A avaliação geral baseada na análise e nos debates que tiveram lugar durante o seminário de dois dias, em Luanda, proporcionaram informações úteis quanto à situação atual, em termos da edificação da paz em Angola, assim como às direções a seguir em futuros planos de ação. Uma das conclusões do seminário foi que Angola se encontra numa fase de transição de uma situação de conflito e que existem intervenientes institucionais que se encontram a desempenhar um papel importante nas várias tarefas para a edificação da paz. No entanto, os desafios para uma transformação profunda na sociedade Angolana são ainda imensos. As áreas prioritárias para os próximos cinco anos encontram-se, portanto, centradas em três M: Melhores mecanismos para diálogo e coordenação de atividades entre os vários intervenientes no terreno; Melhor e sistemática avaliação dos vários programas e projetos no terreno; Maior empenho na compreensão das complexidades da transição Angolana, sem deixar de ter em conta os exemplos e lições resultantes de outras transições pós conflito em África. Dada a menção constante, durante as discussões no seminário, de exemplos de outras transições Africanas, este aspecto é extremamente importante para os atuais intervenientes em Angola. Assim, será importante para os intervenientes Angolanos estabelecer abordagens comparativas, a fim de serem evitados os mesmos erros e ciclos de injustiça pós conflito que se verificaram noutras transições pós conflito em África.

Tarefa a.
Enumere as três áreas prioritárias para os próximos cinco anos que o texto sobre a edificação da paz em Angola apresenta.
O texto e as linhas provêm de fontes diferentes.

Dados armazenados.
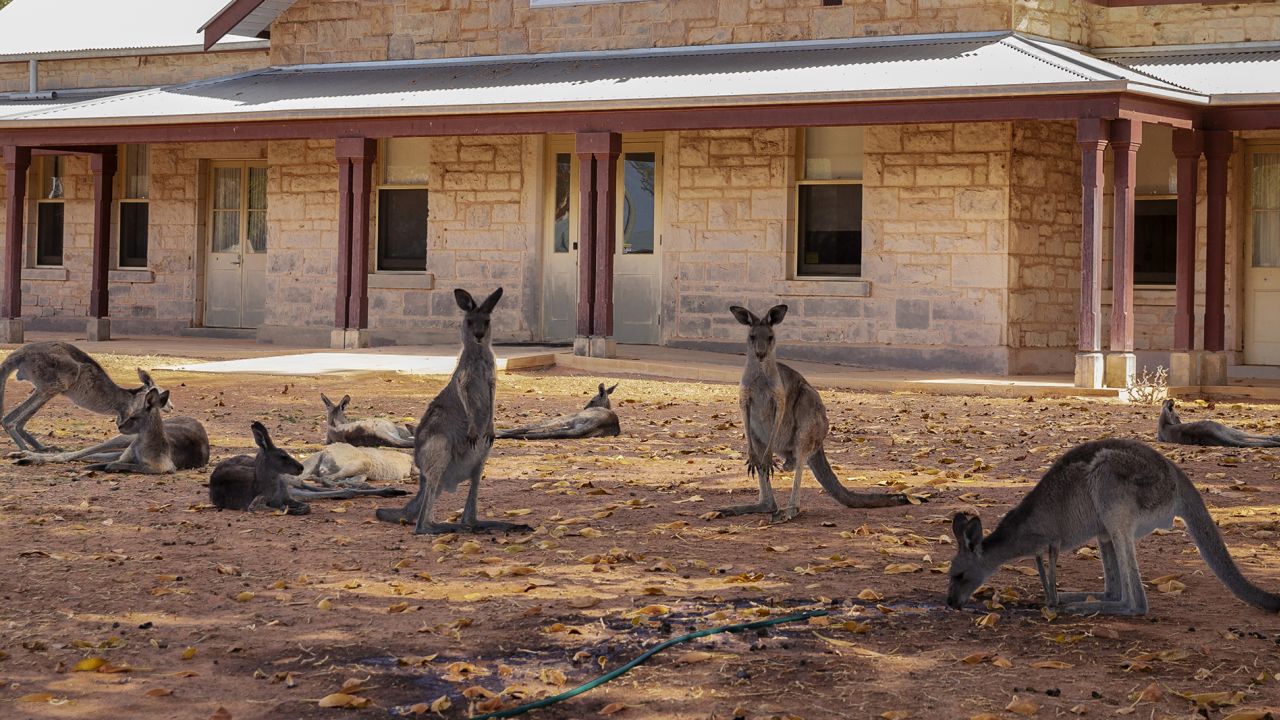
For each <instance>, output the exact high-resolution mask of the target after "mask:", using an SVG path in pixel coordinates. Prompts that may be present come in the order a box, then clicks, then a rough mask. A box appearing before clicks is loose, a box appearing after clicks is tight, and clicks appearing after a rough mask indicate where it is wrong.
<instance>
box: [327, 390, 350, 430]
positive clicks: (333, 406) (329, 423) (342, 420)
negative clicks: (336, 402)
mask: <svg viewBox="0 0 1280 720" xmlns="http://www.w3.org/2000/svg"><path fill="white" fill-rule="evenodd" d="M320 400H323V401H324V406H325V411H326V413H328V423H329V424H330V425H342V424H346V423H347V405H348V404H351V396H349V395H344V396H342V400H340V401H338V402H337V404H334V401H332V400H329V397H328V396H326V395H325V393H323V392H321V393H320Z"/></svg>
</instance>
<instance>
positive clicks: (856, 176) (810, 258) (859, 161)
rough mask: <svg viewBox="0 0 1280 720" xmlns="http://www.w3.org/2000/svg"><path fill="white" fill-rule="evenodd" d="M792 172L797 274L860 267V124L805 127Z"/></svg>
mask: <svg viewBox="0 0 1280 720" xmlns="http://www.w3.org/2000/svg"><path fill="white" fill-rule="evenodd" d="M800 146H801V147H800V155H799V156H800V168H799V172H797V173H796V174H797V177H799V179H797V181H796V275H846V277H858V275H860V274H861V273H863V128H854V127H838V128H808V129H805V131H803V132H801V135H800Z"/></svg>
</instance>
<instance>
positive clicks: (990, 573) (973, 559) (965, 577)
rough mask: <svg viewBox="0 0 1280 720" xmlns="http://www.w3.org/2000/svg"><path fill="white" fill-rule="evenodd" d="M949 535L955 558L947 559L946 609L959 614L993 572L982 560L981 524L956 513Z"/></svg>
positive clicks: (966, 515)
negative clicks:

Tarefa b.
Transcreva fielmente todas as linhas dos dados armazenados e deixe as imagens de fora.

Resposta do exercício a.
- Melhores mecanismos para diálogo e coordenação de atividades entre os vários intervenientes no terreno
- Melhor e sistemática avaliação dos vários programas e projetos no terreno
- Maior empenho na compreensão das complexidades da transição Angolana, sem deixar de ter em conta os exemplos e lições resultantes de outras transições pós conflito em África

Resposta do exercício b.
For each <instance>, output the exact high-resolution mask of the target after "mask:", using an SVG path in pixel coordinates. Prompts that may be present come in the order a box, then clicks, then a rough mask. A box appearing before clicks is loose, a box appearing after clicks is tight, and clicks appearing after a rough mask indicate where it is wrong.
<instance>
box: [327, 390, 350, 430]
positive clicks: (333, 406) (329, 423) (342, 420)
negative clicks: (336, 402)
mask: <svg viewBox="0 0 1280 720" xmlns="http://www.w3.org/2000/svg"><path fill="white" fill-rule="evenodd" d="M320 400H323V401H324V406H325V411H326V413H328V423H329V424H330V425H342V424H346V423H347V405H348V404H351V396H349V395H344V396H342V400H340V401H338V402H337V404H334V401H332V400H329V397H328V396H326V395H325V393H323V392H321V393H320Z"/></svg>
</instance>
<instance>
positive clicks: (856, 176) (810, 258) (859, 161)
rough mask: <svg viewBox="0 0 1280 720" xmlns="http://www.w3.org/2000/svg"><path fill="white" fill-rule="evenodd" d="M792 172L797 274L860 267V124L805 127Z"/></svg>
mask: <svg viewBox="0 0 1280 720" xmlns="http://www.w3.org/2000/svg"><path fill="white" fill-rule="evenodd" d="M800 146H801V147H800V155H799V156H800V168H799V172H797V173H796V174H797V177H799V179H797V181H796V275H846V277H858V275H860V274H861V273H863V128H854V127H838V128H808V129H805V131H803V132H801V135H800Z"/></svg>
</instance>
<instance>
positive clicks: (990, 573) (973, 559) (965, 577)
rough mask: <svg viewBox="0 0 1280 720" xmlns="http://www.w3.org/2000/svg"><path fill="white" fill-rule="evenodd" d="M949 535L955 558L947 559L946 609L959 614L993 572L982 560L981 524L956 513Z"/></svg>
positive clicks: (966, 515)
negative clicks:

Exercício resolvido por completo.